[Point annotation dataset records]
+--
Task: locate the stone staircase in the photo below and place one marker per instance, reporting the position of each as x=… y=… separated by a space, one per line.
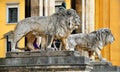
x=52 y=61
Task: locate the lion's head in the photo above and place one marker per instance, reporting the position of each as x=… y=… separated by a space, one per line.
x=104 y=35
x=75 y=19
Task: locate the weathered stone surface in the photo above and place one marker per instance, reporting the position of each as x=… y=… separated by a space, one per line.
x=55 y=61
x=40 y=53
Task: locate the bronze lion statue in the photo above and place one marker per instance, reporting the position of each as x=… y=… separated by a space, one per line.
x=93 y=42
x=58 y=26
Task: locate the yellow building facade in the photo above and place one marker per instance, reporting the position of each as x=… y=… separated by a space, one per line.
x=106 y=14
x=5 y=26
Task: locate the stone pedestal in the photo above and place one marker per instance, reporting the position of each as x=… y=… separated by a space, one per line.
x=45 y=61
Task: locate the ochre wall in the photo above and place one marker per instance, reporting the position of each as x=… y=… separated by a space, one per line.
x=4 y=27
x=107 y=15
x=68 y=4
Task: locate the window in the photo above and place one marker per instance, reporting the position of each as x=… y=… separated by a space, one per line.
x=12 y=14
+--
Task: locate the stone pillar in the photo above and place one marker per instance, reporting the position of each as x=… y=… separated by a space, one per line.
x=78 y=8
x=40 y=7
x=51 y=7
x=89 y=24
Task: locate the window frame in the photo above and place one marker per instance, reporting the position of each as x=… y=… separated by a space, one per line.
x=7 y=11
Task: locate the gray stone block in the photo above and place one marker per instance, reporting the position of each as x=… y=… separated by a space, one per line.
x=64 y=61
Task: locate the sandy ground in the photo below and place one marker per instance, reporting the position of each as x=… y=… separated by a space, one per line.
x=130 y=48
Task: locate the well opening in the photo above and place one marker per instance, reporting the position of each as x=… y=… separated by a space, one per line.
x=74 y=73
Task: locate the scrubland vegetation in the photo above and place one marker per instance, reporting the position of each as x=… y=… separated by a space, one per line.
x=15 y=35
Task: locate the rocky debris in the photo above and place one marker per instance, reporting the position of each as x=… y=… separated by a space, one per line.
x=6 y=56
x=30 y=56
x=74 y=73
+--
# The exercise
Extract each line of the records that contains the string "lion" and copy those lines in full.

# Solution below
Task: locate the lion's head in the photo above and place one marker per instance, reporting the position of each as x=… y=… separated by a space, one per line.
Task: locate the bronze lion statue in the photo above and place one marker per instance, reporting the position of each as x=… y=… separated by a space, one per line.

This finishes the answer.